### THE TASK
Number each of the lines below in order, leaving out any blank lines.

====== RECORDS SHOWN ======

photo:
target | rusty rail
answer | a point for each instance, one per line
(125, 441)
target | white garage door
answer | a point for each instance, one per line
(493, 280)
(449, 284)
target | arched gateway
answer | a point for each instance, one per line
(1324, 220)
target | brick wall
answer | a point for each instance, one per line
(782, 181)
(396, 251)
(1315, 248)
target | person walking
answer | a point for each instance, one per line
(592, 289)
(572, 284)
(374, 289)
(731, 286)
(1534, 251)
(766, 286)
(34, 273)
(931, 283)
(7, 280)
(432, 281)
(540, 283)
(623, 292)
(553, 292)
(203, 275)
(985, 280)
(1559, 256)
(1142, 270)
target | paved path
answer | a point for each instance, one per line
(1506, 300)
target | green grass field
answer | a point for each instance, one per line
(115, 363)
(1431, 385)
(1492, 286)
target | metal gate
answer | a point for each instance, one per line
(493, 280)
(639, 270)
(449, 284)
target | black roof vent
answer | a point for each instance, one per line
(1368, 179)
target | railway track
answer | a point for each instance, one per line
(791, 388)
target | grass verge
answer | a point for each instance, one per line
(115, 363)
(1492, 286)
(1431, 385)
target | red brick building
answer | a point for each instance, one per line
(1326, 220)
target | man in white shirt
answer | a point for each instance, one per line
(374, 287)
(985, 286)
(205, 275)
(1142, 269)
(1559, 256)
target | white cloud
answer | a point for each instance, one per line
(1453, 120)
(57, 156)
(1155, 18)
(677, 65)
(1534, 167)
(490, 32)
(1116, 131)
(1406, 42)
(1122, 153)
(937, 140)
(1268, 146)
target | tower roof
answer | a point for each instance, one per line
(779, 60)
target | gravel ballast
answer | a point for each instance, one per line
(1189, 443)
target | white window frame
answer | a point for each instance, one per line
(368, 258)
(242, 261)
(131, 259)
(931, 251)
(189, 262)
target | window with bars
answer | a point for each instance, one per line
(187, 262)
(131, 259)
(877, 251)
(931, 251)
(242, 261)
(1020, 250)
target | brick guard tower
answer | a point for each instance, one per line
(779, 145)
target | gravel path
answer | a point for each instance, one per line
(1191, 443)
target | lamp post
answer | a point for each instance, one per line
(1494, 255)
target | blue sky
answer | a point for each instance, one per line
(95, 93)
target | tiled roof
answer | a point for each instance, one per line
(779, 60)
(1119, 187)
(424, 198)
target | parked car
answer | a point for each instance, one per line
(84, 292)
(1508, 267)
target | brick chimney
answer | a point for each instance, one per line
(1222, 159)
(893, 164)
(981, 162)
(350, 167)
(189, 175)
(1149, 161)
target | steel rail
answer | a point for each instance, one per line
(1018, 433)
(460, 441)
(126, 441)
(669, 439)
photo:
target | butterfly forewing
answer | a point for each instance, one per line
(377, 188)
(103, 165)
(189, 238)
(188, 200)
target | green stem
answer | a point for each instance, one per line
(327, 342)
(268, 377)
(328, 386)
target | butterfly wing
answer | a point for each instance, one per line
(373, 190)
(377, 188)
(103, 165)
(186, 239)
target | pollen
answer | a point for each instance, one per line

======

### SOLUTION
1. photo:
2. target | rusty rail
3. answer | a point for each instance, one per line
4. (125, 441)
5. target | white garage door
6. answer | a point for each instance, one per line
7. (493, 280)
8. (449, 284)
9. target | arched gateway
10. answer | a point for each instance, one per line
11. (1324, 220)
12. target | brick wall
13. answer | a point for each instance, one per line
14. (782, 181)
15. (396, 251)
16. (1315, 248)
17. target | person walking
18. answer | a point for each instance, one per line
19. (592, 289)
20. (572, 284)
21. (374, 289)
22. (731, 286)
23. (1534, 251)
24. (766, 286)
25. (34, 273)
26. (931, 283)
27. (7, 280)
28. (432, 281)
29. (540, 283)
30. (623, 292)
31. (553, 292)
32. (203, 275)
33. (985, 280)
34. (1559, 256)
35. (1142, 270)
36. target | paved path
37. answer | a point for each instance, one per line
38. (1506, 300)
39. target | green grass field
40. answer | a point for each instance, one per line
41. (115, 363)
42. (1431, 385)
43. (1492, 286)
44. target | metal gate
45. answer | a point for each instance, one per line
46. (493, 280)
47. (639, 270)
48. (449, 284)
49. target | black roof vent
50. answer | a point for each instance, one per line
51. (1368, 179)
52. target | railway track
53. answer | a point for each instance, one per line
54. (791, 388)
55. target | grass verge
56. answer | a point for each instance, one per line
57. (115, 363)
58. (1492, 286)
59. (1431, 385)
60. target | red brick building
61. answer | a point for each instance, one per line
62. (1326, 220)
63. target | man in white shirt
64. answer | a point for each instance, one per line
65. (374, 287)
66. (985, 286)
67. (205, 275)
68. (1142, 269)
69. (1559, 256)
70. target | white cloud
71. answer | a point for each instance, one per line
72. (1453, 120)
73. (57, 156)
74. (1155, 18)
75. (677, 65)
76. (1534, 167)
77. (490, 32)
78. (1116, 131)
79. (1406, 42)
80. (1122, 153)
81. (937, 140)
82. (1268, 146)
83. target | tower roof
84. answer | a point for each instance, one per line
85. (779, 60)
86. target | gravel ballast
87. answer | a point for each instance, one per line
88. (1189, 443)
89. target | white window frame
90. answer | a point for each instance, one per line
91. (368, 258)
92. (242, 261)
93. (131, 259)
94. (931, 251)
95. (189, 262)
96. target | window with bars
97. answer | a point for each instance, one per line
98. (187, 262)
99. (131, 259)
100. (877, 251)
101. (931, 251)
102. (242, 261)
103. (1020, 250)
104. target | brick guard tower
105. answer | a point for each instance, one per line
106. (779, 145)
107. target | gravel path
108. answer | a point for each instance, one per line
109. (1191, 443)
110. target | lamp post
111. answer | a point for each instance, one per line
112. (1494, 255)
113. target | blue sky
114. answer | a point for each instance, one per line
115. (95, 93)
116. target | tiled roof
117. answer | a point for each instance, one per line
118. (779, 60)
119. (1119, 187)
120. (424, 198)
121. target | parked car
122. answer | a point for each instance, one per line
123. (84, 292)
124. (1508, 267)
125. target | brick chimney
126. answer | a point for each instance, one per line
127. (1222, 159)
128. (893, 164)
129. (981, 162)
130. (350, 167)
131. (189, 175)
132. (1149, 161)
133. target | steel rail
134. answer | a point for each instance, one per line
135. (1018, 433)
136. (460, 441)
137. (126, 441)
138. (669, 439)
139. photo:
140. target | butterfly forewing
141. answer | a point for each instance, one per line
142. (377, 188)
143. (103, 165)
144. (189, 238)
145. (188, 200)
146. target | green stem
147. answer | a point for each instance, one per line
148. (327, 342)
149. (268, 377)
150. (328, 386)
151. target | butterfly wing
152. answer | a point for each instance, one per line
153. (373, 190)
154. (377, 188)
155. (103, 165)
156. (186, 239)
157. target | pollen
158. answer | a point for each instance, one per line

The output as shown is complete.